- PAGE EXTRACT:
## Start

S&P500 futures have generated some gains in the Asian session following a decline on Wednesday as a result of Fed Powell's confirmation that the fight against intractable U.S. inflation will continue. Chairman of the Federal Reserve Jerome Powell has ruled out rate cuts in 2023, citing the difficulty of controlling inflation. In addition, US Treasury Secretary Janet Yellen's statement that the government "does not plan to insure all uninsured bank deposits" heightened fears of a banking sector collapse.

 

Following a recovery move, the US Dollar Index (DXY) has retreated on expectations that additional credit tightening to protect banking institutions will reduce overall demand, economic activity, and inflation. In the interim, the demand for US government bonds has increased as a result of expectations that US Janet Yellen will end further policy restrictions and reduce support for all bank deposits.

## End

- WHAT THIS EXERCISE ASKS:
- A) Answer these questions from the market report:
(i) Who ruled out rate cuts in 2023?
(ii) What does Janet Yellen say the government does not plan to do?
(iii) Demand for what has increased, according to the final paragraph?
- B) Edit the market report from "S&P500 futures have" to "banking sector collapse.", putting "European session" in place of "Asian session".
- C) Pick up the market report after its last sentence and write a few more sentences.
The rows after this point are separate material, unrelated to the market report.

- RECORDED INFORMATION:
## Start

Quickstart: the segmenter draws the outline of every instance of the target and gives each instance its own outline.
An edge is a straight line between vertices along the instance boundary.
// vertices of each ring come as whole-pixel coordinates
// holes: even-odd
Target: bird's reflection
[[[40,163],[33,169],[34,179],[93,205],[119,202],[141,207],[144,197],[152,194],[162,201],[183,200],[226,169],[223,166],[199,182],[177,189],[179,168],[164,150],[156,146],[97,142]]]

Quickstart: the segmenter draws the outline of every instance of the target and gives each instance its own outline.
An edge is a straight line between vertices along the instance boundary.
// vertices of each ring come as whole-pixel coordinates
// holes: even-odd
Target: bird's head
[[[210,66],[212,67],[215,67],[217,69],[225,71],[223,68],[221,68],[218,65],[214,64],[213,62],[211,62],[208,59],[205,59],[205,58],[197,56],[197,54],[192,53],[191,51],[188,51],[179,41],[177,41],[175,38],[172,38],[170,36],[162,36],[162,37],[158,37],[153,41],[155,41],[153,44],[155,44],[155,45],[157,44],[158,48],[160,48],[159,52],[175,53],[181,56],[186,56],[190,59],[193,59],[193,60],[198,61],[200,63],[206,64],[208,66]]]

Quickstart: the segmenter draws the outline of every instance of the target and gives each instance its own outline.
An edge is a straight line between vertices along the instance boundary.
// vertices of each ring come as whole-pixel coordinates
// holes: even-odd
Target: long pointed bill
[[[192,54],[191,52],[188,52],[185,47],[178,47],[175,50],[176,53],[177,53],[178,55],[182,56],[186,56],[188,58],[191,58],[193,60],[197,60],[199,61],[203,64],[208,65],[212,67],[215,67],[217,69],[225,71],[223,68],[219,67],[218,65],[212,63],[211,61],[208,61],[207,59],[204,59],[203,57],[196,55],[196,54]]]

## End

- ANSWERS BELOW:
- A)
(i) Federal Reserve Chairman Jerome Powell
(ii) Insure all uninsured bank deposits
(iii) US government bonds

- B)
S&P500 futures have generated some gains in the European session following a decline on Wednesday as a result of Fed Powell's confirmation that the fight against intractable U.S. inflation will continue. Chairman of the Federal Reserve Jerome Powell has ruled out rate cuts in 2023, citing the difficulty of controlling inflation. In addition, US Treasury Secretary Janet Yellen's statement that the government "does not plan to insure all uninsured bank deposits" heightened fears of a banking sector collapse.

- C)
On the front of the United Kingdom, the Pound Sterling is likely to maintain its strength as the Bank of England (BoE) is scheduled to raise rates for the eleventh consecutive time. Governor Andrew Bailey of the Bank of England is expected to raise interest rates by 25 basis points (bp) in response to rising food and non-alcoholic beverage prices, as well as rising energy costs, which have contributed to inflation in the United Kingdom.

 

In the midst of global banking turmoil, the Bank of England's (BoE) interest rate decision will be difficult, as policymakers were divided over whether to raise rates further or maintain them at their present level.